Raw data:
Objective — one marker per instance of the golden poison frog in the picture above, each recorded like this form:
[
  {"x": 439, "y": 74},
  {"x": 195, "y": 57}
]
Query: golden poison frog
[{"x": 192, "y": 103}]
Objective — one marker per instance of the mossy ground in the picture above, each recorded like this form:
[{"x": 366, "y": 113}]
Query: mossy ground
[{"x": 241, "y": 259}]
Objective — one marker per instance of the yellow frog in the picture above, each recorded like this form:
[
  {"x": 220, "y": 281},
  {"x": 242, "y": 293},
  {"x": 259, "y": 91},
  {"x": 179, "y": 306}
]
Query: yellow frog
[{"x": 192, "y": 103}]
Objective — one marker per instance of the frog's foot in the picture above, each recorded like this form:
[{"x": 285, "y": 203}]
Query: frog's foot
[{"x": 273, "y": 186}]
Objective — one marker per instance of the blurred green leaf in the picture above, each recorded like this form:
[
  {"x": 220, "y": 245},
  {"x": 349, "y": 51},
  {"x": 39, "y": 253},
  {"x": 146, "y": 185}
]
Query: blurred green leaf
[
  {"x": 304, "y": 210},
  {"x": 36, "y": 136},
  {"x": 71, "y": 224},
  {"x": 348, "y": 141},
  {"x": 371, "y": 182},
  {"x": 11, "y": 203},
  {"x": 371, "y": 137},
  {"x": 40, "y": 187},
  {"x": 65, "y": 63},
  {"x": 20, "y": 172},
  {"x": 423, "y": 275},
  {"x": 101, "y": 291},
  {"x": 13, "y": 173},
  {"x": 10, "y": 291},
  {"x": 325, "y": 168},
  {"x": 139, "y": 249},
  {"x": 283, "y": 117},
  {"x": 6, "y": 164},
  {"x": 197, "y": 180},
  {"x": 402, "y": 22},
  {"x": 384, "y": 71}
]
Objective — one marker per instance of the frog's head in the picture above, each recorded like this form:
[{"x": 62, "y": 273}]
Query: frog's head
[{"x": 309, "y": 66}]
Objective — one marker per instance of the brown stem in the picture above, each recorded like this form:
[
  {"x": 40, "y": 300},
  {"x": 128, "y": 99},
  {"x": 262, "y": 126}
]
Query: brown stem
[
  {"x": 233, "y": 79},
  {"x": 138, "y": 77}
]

Requirement: Can you copy the items above word for word, starting with the line that contains "Objective — one marker per instance of the brown" and ending with the final line of the items, both included?

Answer to this exercise:
Objective — one marker per instance of the brown stem in the picture above, each recorded like this form:
[
  {"x": 40, "y": 300},
  {"x": 128, "y": 99},
  {"x": 262, "y": 126}
]
Query: brown stem
[
  {"x": 233, "y": 79},
  {"x": 138, "y": 77}
]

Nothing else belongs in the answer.